> _EXCERTO DO TEXTO_:

····················

A questão não é nova e já foi por diversas vezes analisada e decidida pelo STA no sentido de que tais juros só são devidos após o decurso do prazo de um ano contado da data de apresentação do pedido de revisão - acórdãos desta Secção de 24/05/06, no proc. nº 01155/05, de 2/11/2006, no proc. nº 0604/06, de 15/02/2007, no proc. nº 01041/06, de 10/05/2017, no proc. nº 01159/14, e de 6/12/2017, no proc. nº 0926/17, e acórdãos do Pleno de 23/05/2018, no proc. nº 01201/17, e de 27/02/2019, no proc. nº 022/18.
Sufragamos, sem reservas, esta orientação jurisprudencial, que actualmente se encontra consolidada no Supremo Tribunal Administrativo face aos mencionados acórdãos do Pleno, razão por que iremos transcrever o que a este propósito é salientado naquele seu último aresto.

····················

> _Dados registados_:
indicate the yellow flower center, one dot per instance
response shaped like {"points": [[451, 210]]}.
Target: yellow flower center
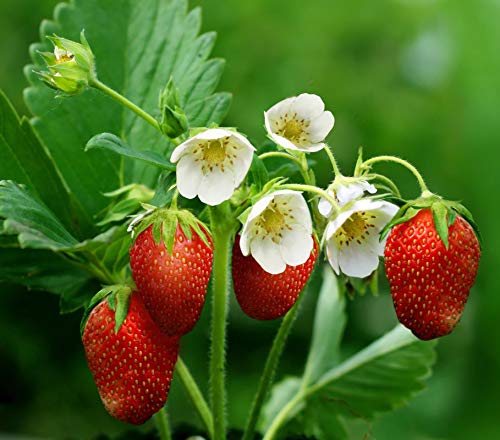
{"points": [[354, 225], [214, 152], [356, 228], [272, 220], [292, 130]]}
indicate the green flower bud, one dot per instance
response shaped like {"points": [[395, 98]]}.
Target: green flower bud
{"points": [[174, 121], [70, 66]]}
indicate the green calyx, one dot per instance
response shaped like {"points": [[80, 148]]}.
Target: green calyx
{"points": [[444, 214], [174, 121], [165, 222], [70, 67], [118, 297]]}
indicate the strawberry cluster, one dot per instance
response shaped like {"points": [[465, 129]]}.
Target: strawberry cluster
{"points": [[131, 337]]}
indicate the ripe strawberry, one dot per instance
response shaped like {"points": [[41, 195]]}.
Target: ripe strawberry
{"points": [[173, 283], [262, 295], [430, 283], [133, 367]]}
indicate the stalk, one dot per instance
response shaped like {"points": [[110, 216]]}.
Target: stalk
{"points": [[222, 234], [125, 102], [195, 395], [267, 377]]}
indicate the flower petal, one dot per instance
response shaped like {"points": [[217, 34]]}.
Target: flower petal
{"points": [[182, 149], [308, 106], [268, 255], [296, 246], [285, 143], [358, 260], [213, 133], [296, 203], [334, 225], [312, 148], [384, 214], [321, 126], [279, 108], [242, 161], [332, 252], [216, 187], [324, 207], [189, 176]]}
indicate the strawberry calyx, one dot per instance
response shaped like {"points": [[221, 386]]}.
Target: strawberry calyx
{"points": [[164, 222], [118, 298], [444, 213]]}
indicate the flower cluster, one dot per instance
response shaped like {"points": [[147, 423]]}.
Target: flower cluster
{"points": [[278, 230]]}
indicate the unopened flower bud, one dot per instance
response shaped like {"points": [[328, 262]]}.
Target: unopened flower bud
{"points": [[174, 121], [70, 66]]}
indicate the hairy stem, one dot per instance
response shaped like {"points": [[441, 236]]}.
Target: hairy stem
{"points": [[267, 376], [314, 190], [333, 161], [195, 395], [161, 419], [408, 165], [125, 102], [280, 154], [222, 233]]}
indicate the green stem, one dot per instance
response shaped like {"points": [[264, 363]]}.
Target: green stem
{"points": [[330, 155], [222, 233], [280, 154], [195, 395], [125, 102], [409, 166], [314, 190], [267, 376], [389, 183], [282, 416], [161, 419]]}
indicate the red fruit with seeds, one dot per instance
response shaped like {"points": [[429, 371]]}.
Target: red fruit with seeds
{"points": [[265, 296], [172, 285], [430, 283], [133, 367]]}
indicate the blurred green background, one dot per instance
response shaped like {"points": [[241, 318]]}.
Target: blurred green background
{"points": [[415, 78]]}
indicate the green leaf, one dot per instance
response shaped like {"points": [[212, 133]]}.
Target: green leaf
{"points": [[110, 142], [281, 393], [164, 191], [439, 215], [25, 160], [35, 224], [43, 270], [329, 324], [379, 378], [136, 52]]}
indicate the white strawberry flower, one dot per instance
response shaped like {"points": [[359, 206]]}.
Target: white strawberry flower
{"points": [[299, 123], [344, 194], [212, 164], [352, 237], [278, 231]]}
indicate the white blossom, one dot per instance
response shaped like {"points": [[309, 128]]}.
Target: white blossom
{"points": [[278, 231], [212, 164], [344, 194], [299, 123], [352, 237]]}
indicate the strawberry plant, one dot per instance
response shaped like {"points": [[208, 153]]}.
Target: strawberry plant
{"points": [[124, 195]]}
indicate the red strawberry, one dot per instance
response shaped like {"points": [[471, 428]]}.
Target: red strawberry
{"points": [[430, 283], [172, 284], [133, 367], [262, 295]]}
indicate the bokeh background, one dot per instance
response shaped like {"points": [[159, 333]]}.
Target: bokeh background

····················

> _REQUISITOS DO EXERCÍCIO_:
1. Responda, com base no excerto sobre juros:
(a) A partir de quando são devidos os juros?
(b) Em que data foi proferido o acórdão do Pleno no processo nº 022/18?
(c) Em que tribunal se encontra consolidada a orientação jurisprudencial?
2. Reproduza fielmente a passagem do excerto sobre juros que vai de "A questão não" a "proc. nº 022/18.".

> _RESULTADOS ESPERADOS_:
1.
(a) Após o decurso do prazo de um ano contado da data de apresentação do pedido de revisão.
(b) Em 27/02/2019.
(c) No Supremo Tribunal Administrativo.

2.
A questão não é nova e já foi por diversas vezes analisada e decidida pelo STA no sentido de que tais juros só são devidos após o decurso do prazo de um ano contado da data de apresentação do pedido de revisão - acórdãos desta Secção de 24/05/06, no proc. nº 01155/05, de 2/11/2006, no proc. nº 0604/06, de 15/02/2007, no proc. nº 01041/06, de 10/05/2017, no proc. nº 01159/14, e de 6/12/2017, no proc. nº 0926/17, e acórdãos do Pleno de 23/05/2018, no proc. nº 01201/17, e de 27/02/2019, no proc. nº 022/18.